▶ _Exercise task a_: Return every line of the records below that contains the word "rock".

Linux NFS and NetApp filers
steven.kehlet at conexant.com
Mon Mar 24 18:22:00 CST 2003
Thanks a ton, that document is a goldmine of information. I hope I can
make its suggestions pay off. I'll report back here when I have some
On Thu, 2003-03-20 at 10:26, Ed Martin wrote:
> Hi Steve,
> A quick reply for the moment. We use what sounds like a similar environment to you. We have a number of Dell servers (PE1550,1650,2450,2550, and 2650's) running Linux. And we also own a NetApp F820 filer, and are planning the purchase of an F825 to keep it company. We mount a lot of stuff over NFS from the Linux server to the filer. This includes home grown code, using things like mod_perl. And it also includes some pretty heavy database type stuff - some PostgreSQL databases and a big Notes Domino db, and Verity K2 collections. Plus we plan to put mount some Oracle databases this way within a month or so.
> Generally this works very well for us. We have a mix of kernels talking to the filer, and no problems like you are describing. We only run stock RH kernels (including AS kernels).

▶ _Records to process_:
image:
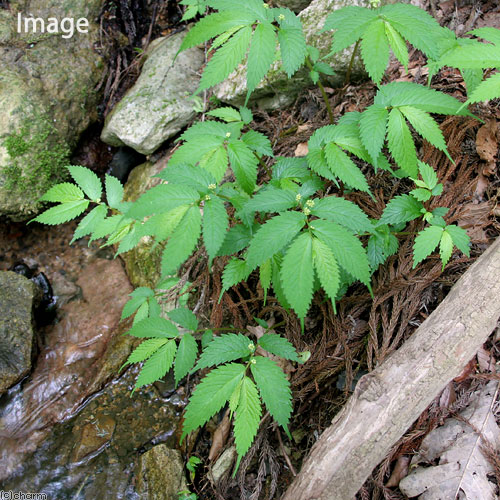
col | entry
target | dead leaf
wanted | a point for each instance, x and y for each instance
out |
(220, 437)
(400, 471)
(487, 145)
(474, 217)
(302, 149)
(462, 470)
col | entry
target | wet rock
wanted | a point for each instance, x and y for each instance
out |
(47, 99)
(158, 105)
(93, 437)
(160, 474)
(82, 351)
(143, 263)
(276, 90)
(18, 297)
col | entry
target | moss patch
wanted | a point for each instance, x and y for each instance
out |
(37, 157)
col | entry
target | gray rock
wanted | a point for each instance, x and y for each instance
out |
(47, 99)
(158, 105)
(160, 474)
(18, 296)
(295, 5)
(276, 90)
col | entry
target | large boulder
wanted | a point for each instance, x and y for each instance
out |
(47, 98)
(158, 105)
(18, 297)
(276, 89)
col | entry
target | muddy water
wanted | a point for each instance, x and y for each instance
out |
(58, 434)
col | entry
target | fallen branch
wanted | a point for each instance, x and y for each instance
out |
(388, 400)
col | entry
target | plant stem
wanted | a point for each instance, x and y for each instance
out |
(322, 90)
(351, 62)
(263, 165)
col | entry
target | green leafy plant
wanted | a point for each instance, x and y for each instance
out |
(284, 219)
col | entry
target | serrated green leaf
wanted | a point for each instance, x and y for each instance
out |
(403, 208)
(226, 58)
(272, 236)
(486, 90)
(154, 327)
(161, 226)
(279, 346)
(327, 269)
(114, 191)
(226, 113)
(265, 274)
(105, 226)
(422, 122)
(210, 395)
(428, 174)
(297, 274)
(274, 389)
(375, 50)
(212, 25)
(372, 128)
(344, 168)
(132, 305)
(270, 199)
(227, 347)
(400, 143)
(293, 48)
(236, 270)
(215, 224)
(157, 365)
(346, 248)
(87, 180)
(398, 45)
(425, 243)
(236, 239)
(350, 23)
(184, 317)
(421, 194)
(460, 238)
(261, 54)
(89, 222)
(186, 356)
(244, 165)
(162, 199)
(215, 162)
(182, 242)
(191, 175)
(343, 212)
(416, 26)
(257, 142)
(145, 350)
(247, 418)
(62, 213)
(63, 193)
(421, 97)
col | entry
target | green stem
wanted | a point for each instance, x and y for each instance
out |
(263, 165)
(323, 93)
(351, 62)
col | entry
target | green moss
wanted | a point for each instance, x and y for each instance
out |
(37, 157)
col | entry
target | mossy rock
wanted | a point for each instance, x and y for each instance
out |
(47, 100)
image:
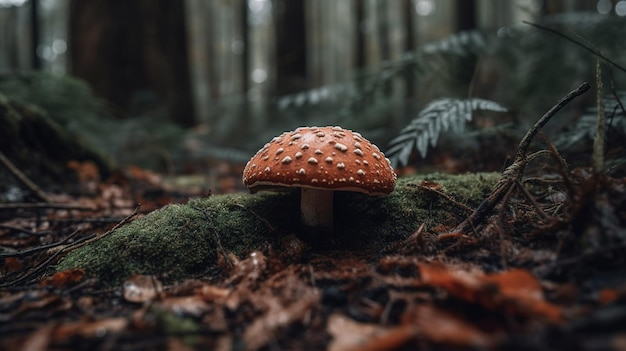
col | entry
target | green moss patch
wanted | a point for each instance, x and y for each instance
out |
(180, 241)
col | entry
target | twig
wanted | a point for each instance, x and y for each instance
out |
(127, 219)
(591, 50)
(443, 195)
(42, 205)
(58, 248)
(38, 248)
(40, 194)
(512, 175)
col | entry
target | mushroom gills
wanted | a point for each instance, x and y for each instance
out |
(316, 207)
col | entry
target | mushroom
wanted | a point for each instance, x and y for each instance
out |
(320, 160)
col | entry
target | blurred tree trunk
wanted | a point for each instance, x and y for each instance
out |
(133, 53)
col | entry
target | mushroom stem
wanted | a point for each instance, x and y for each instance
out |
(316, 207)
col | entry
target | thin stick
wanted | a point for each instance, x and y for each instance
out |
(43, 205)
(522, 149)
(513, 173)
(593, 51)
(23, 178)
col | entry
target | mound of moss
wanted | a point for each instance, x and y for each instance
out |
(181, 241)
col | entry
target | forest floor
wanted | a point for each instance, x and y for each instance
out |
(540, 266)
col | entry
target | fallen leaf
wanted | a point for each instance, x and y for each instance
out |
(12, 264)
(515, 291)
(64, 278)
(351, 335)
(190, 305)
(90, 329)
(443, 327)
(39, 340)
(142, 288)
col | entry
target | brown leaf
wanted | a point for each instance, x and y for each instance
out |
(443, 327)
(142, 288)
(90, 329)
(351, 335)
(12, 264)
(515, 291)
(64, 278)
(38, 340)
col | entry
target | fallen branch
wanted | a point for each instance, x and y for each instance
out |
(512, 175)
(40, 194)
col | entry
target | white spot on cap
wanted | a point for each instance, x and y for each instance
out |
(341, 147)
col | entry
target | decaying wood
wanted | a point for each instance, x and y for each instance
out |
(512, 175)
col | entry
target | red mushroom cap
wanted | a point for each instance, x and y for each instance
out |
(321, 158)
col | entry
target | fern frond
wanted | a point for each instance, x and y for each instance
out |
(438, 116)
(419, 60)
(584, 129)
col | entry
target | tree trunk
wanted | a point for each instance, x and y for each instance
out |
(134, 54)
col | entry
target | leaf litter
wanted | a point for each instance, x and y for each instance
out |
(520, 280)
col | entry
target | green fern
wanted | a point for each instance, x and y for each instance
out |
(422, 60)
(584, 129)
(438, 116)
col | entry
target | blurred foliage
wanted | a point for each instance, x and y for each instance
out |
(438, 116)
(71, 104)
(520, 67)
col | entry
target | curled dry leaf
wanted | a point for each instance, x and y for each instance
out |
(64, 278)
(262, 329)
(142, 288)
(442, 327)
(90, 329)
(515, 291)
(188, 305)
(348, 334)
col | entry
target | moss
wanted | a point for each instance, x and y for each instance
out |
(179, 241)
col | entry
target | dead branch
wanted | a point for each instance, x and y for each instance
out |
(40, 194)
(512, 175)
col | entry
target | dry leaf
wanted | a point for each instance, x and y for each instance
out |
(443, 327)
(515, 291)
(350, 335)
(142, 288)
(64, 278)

▶ _Exercise task b_: Pick up the Linux NFS and NetApp filers thread above from where it ends.

▶ _Exercise result a_:
target | wet rock
target | gray rock
target | mossy rock

▶ _Exercise result b_:
> My biggest tip is to check out the following, if you haven't already. It's pretty thorough and has a lot of good info in it. Written by a NetApp engineer: Using the Linux® NFS Client with Network Appliance Filers
> Some of what we've found:
> - Our default standard mount options are: proto=udp,hard,bg,intr,wsize=8192,rsize=8192
> - For Oracle we'll try the recommended tcp protocol, and probably test 16k windows
> - Early kernels seem to work best with network stack socket buffer tuning in /etc/sysctl.conf
> - We've tried to ensure heavy traffic servers run newer kernels - 2.4.18-17 or later
> - We've got the filer (twice) and major servers on Gb ethernet, which improved things a lot over 100Mb
> I think that the IP fragmentation issue can be partly resolved via newer kernels and/or bigger socket buffers via sysctl.conf. At one point, as well as the NetApp suggestions I played with:
> net.ipv4.tcp_rmem = 8192 262143 8388608
> net.ipv4.tcp_wmem = 4096 262143 8388608
> Though later testing didn't seem to require this. Use at your own risk. May be worth checking nfsstat -r to see if you are getting a lot of rpc retransmits.
> Hope this helps!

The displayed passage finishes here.